Task list:
(A) Reproduce the landlord insurance thread word for word, from "## iherald (Apr" down to "need content insurance.".
(B) Give the usernames of everyone who posted in the landlord insurance thread.
(C) Resume the landlord insurance thread after its last post and write what comes next.

Supplied passage:
______________________________
# Landlord insurance



## mrcheap (Apr 4, 2009)

I currently have a 2 bedroom condo rented out, and was forced to get tenant insurance for myself from the broker I bought from (apparently this is "tied selling" and is illegal, but I had a hard time finding an insurance broker who sold landlord insurance).

I'm up for renewal next month, and am paying $540 for the year (for landlord insurance on my condo, and tenant insurance on myself in the bachelor I live in), which seems like WAY too much to me.

a) Does this seem high to others?

&

b) Any suggestions / recommendations for finding other insurance brokers who are knowledgeable about rental properties?

Thanks!


----------



## Cal (Jun 17, 2009)

A little unclear....but you own 2 condo's, one you rent out, another (a bachelor) that you live in.

Why don't you have a clause in your rental agreement that the tenants must have their own tenants insurance.

Years ago, when renting I stayed at a place that required this from all tenants. It was cheap and easy to get.


----------



## iherald (Apr 18, 2009)

Cal said:


> A little unclear....but you own 2 condo's, one you rent out, another (a bachelor) that you live in.
> 
> Why don't you have a clause in your rental agreement that the tenants must have their own tenants insurance.
> 
> Years ago, when renting I stayed at a place that required this from all tenants. It was cheap and easy to get.


I would still want basic liability insurance and fire insurance, but you don't need content insurance.
______________________________
Rows from a pointing dataset:
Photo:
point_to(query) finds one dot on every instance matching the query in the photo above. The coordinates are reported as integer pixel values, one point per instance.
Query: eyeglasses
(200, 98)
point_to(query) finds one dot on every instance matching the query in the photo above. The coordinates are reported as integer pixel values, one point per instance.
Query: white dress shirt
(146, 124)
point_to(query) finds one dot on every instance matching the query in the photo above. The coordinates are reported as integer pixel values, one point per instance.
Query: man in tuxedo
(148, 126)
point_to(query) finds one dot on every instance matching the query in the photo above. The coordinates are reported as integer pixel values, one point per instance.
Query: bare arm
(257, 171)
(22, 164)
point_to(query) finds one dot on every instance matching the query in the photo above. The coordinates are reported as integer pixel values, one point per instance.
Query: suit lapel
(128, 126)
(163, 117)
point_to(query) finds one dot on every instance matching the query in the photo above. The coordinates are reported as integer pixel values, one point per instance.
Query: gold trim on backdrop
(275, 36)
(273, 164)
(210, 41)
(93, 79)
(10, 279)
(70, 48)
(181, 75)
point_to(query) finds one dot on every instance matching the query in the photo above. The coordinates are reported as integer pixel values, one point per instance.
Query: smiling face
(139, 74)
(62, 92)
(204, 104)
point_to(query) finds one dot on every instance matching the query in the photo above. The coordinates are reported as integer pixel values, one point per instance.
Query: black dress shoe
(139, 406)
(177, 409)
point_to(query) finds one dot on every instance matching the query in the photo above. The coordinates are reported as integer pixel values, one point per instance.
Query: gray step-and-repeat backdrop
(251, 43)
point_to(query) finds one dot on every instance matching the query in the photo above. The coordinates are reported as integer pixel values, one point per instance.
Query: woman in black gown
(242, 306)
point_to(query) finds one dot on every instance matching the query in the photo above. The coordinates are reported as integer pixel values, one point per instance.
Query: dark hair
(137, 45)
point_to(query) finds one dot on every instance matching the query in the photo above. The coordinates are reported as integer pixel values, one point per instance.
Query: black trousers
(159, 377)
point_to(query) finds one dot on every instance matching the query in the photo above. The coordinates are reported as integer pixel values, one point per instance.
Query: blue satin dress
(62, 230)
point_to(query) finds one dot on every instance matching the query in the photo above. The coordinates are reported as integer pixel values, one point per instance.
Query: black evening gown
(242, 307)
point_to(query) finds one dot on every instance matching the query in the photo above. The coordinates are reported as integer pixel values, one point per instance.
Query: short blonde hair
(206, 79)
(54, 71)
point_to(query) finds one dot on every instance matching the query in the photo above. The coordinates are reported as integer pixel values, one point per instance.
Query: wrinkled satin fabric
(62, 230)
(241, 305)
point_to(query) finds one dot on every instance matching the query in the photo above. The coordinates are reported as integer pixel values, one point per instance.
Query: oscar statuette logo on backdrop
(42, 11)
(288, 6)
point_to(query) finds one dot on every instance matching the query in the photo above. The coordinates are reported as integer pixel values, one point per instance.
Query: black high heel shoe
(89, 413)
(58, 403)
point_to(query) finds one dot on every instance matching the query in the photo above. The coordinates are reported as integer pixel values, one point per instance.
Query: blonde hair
______________________________
Results for each task:
(A)
## iherald (Apr 18, 2009)

Cal said:


> A little unclear....but you own 2 condo's, one you rent out, another (a bachelor) that you live in.
> 
> Why don't you have a clause in your rental agreement that the tenants must have their own tenants insurance.
> 
> Years ago, when renting I stayed at a place that required this from all tenants. It was cheap and easy to get.


I would still want basic liability insurance and fire insurance, but you don't need content insurance.

(B) mrcheap, Cal, iherald

(C)
----------



## Rico (Jan 27, 2011)

Do you own both condos? Or, do you own one that you rent out and rent another one to live in yourself?

Is what you are calling "landlord insurance" the coverage on the building part of the rented-out condo? I would think any bank would demand you have this. Contents insurance is up to your tenants. You can't cover their belongings just like they can't insure your building.

Contents insurance on your own residence is up to you but coverage on the building would again be mandatory I would think. I think anyone who doesn't get contents insurance (especially in a condo/apt) is taking a big risk.

As for the rate on both, $540 = 45/month to cover both doesn't seem that bad (depending on what you get in the policy and the deductible). I assume you're getting a discount being under the same insurance broker. There's also the fact that you can deduct the insurance cost against the rental income when you prepare you tax return.


----------



## Dana (Nov 17, 2009)

mrcheap said:


> I currently have a 2 bedroom condo rented out, and was forced to get tenant insurance for myself from the broker I bought from (apparently this is "tied selling" and is illegal, but I had a hard time finding an insurance broker who sold landlord insurance).
> 
> I'm up for renewal next month, and am paying $540 for the year (for landlord insurance on my condo, and tenant insurance on myself in the bachelor I live in), which seems like WAY too much to me.
> 
> ...



Can you define landlord insurance? Do you mean property insurance or insurance against lost rental income in the event of a claim? The latter is waaay expensive and harder to find. 

We have each property insured and we also have a $2mm blanket liability policy to protect against any lawsuits or liability issues. I have had insurers who have refused to insure a property that isn't "owner occupied", but I find that the large insurers (State farm, All State, etc) will do it.


----------



## mrcheap (Apr 4, 2009)

Hi all,

Thanks for your responses, sorry I was unclear.

I own a 2 bedroom condo that I rent out. I also am a tenant myself (in a bachelor apartment that someone else owns). Unusual, I know.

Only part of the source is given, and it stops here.